In the data, find each line where the word "woman" appears and list that line.

(EXERCISE INPUT Opens)

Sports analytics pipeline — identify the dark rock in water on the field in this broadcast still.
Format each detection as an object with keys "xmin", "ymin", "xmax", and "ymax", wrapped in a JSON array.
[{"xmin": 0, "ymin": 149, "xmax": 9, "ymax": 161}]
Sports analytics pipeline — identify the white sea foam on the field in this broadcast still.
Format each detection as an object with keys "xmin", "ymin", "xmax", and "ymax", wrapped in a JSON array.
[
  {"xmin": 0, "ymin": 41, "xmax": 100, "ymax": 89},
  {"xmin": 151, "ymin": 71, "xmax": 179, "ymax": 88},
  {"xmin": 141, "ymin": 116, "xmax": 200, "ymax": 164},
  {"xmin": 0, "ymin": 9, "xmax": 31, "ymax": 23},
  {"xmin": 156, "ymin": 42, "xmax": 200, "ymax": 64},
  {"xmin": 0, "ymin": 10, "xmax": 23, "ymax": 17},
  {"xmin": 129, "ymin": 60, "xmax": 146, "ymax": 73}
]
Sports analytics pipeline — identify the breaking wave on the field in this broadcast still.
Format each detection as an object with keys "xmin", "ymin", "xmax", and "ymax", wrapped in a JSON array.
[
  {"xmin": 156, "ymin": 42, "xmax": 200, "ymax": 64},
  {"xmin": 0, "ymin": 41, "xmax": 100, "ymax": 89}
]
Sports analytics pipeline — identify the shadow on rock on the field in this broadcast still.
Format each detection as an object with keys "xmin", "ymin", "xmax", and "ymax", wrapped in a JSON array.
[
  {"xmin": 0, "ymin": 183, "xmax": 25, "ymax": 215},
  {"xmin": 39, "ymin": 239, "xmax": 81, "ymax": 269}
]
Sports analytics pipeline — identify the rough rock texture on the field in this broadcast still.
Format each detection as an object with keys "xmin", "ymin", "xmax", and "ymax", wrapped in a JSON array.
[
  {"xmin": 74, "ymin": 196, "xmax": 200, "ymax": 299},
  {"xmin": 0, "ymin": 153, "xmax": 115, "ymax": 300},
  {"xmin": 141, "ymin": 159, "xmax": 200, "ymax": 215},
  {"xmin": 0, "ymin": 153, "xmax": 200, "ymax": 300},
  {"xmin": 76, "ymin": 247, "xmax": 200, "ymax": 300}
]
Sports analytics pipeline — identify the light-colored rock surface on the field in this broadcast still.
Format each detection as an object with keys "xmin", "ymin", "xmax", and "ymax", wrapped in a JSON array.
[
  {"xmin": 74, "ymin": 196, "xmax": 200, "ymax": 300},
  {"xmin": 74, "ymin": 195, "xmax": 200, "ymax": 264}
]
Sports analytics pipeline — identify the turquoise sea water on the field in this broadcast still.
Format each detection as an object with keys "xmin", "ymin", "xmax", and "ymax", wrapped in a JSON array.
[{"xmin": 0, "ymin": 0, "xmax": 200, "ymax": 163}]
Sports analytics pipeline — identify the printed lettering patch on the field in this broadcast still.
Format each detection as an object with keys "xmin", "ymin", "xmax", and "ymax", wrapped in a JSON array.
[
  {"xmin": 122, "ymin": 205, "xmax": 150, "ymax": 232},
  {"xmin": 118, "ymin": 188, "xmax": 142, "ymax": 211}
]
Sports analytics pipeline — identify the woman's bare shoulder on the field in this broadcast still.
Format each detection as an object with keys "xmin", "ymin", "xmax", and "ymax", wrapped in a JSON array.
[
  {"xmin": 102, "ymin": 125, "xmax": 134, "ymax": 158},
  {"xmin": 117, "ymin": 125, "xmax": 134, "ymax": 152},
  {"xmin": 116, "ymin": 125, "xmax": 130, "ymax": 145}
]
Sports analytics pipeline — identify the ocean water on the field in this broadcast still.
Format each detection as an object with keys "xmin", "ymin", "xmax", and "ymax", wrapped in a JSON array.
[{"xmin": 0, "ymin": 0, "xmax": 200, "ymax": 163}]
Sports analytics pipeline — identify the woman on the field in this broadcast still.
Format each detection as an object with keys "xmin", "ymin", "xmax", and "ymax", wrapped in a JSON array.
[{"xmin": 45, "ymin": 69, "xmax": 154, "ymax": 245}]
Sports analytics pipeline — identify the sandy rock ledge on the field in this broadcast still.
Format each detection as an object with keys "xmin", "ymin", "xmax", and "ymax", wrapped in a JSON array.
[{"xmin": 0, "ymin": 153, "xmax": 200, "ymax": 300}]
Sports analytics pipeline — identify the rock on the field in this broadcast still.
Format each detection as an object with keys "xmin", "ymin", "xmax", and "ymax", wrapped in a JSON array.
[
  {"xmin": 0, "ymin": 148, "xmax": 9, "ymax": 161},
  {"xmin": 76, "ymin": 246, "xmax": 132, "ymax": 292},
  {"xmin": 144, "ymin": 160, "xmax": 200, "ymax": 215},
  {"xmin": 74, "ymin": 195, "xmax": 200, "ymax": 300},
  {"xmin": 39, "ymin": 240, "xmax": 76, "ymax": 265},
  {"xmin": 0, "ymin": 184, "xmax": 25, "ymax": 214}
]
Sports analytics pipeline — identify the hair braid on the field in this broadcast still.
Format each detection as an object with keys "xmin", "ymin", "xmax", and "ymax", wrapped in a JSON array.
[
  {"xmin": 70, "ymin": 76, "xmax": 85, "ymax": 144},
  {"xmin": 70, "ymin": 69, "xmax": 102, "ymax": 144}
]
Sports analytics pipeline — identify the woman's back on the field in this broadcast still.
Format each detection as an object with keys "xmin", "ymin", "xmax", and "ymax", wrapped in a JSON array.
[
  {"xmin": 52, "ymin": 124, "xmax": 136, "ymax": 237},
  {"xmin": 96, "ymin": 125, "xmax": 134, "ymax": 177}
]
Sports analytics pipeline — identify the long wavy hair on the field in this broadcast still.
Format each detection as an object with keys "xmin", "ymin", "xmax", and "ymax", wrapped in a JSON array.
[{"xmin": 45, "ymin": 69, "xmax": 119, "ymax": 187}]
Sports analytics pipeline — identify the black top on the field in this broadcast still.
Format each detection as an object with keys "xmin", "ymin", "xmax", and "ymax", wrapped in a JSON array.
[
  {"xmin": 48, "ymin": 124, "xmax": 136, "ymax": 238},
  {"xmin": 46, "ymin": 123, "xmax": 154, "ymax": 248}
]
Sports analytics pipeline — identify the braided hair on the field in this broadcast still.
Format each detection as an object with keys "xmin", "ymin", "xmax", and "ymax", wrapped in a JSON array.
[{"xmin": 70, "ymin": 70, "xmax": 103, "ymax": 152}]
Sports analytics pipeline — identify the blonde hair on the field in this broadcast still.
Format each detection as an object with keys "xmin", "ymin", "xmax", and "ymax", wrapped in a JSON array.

(EXERCISE INPUT Closes)
(EXERCISE INPUT Opens)

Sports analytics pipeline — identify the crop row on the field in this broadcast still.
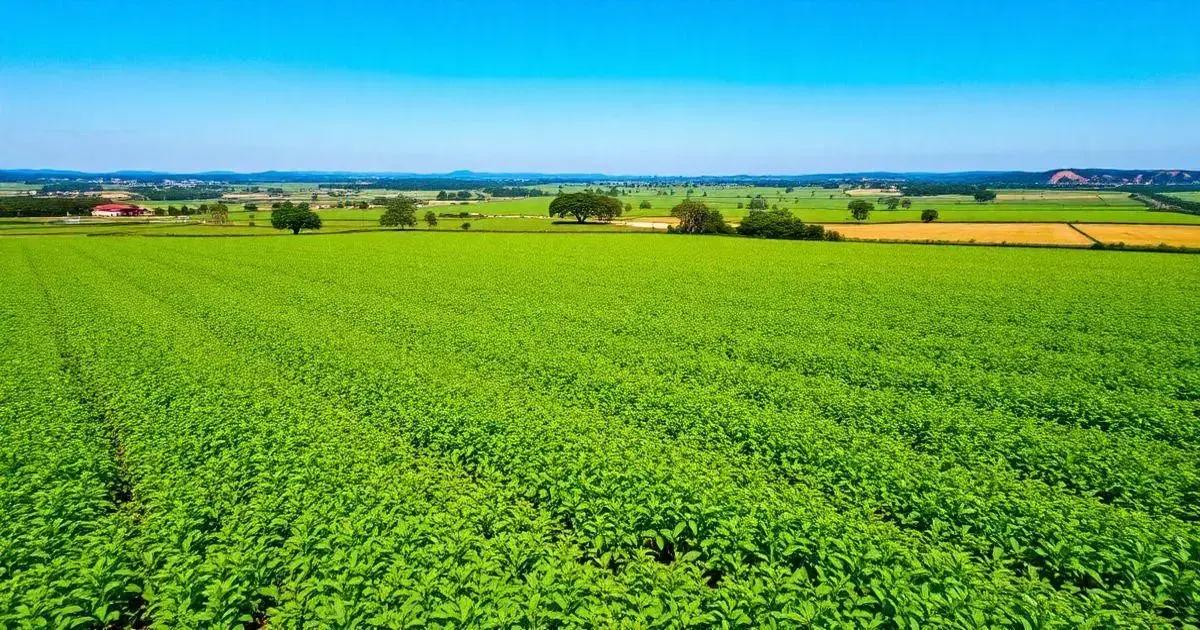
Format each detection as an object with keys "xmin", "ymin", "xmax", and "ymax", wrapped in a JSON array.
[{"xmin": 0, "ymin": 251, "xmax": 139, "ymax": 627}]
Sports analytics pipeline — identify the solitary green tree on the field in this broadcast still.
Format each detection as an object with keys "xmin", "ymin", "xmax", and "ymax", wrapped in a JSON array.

(EXERCISE INPUT Closes)
(EXERCISE INPUT Opens)

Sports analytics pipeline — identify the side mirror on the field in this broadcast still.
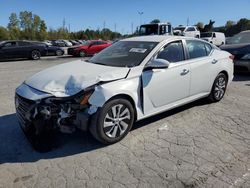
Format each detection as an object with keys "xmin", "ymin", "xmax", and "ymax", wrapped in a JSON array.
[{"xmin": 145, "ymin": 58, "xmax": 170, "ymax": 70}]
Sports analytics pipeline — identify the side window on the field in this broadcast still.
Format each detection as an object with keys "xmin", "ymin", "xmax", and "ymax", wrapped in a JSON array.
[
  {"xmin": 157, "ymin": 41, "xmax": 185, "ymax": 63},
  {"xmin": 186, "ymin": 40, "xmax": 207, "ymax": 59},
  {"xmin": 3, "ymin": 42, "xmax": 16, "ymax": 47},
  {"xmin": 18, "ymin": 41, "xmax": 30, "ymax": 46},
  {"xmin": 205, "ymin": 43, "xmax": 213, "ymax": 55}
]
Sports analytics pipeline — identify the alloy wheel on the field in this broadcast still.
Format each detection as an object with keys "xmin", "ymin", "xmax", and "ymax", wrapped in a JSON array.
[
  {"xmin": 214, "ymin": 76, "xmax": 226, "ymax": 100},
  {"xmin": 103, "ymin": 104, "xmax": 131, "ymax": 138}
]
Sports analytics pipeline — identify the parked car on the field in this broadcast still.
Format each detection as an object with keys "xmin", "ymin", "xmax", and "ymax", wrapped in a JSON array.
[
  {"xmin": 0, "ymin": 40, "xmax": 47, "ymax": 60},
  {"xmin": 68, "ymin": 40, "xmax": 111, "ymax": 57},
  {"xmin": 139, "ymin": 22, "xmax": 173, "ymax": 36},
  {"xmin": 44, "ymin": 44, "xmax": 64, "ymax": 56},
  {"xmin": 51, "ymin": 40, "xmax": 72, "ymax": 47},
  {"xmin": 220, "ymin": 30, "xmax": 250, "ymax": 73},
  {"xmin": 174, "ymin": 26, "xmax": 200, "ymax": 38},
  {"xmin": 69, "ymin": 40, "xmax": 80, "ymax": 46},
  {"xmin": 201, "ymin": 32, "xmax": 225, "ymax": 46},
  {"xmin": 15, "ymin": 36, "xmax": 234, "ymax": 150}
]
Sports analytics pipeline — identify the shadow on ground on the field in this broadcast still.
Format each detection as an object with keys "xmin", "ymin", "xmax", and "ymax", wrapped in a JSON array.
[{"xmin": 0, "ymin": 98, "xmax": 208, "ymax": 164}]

(EXERCISE INPUT Closes)

_EXERCISE RESULT:_
Sports analytics pipeline — identify the woman's bare shoulder on the field in this broadcast still.
Sports analytics pipeline — identify the woman on the field in this broadcast still.
Sports analytics pipeline — identify the woman's back on the field in this broadcast still.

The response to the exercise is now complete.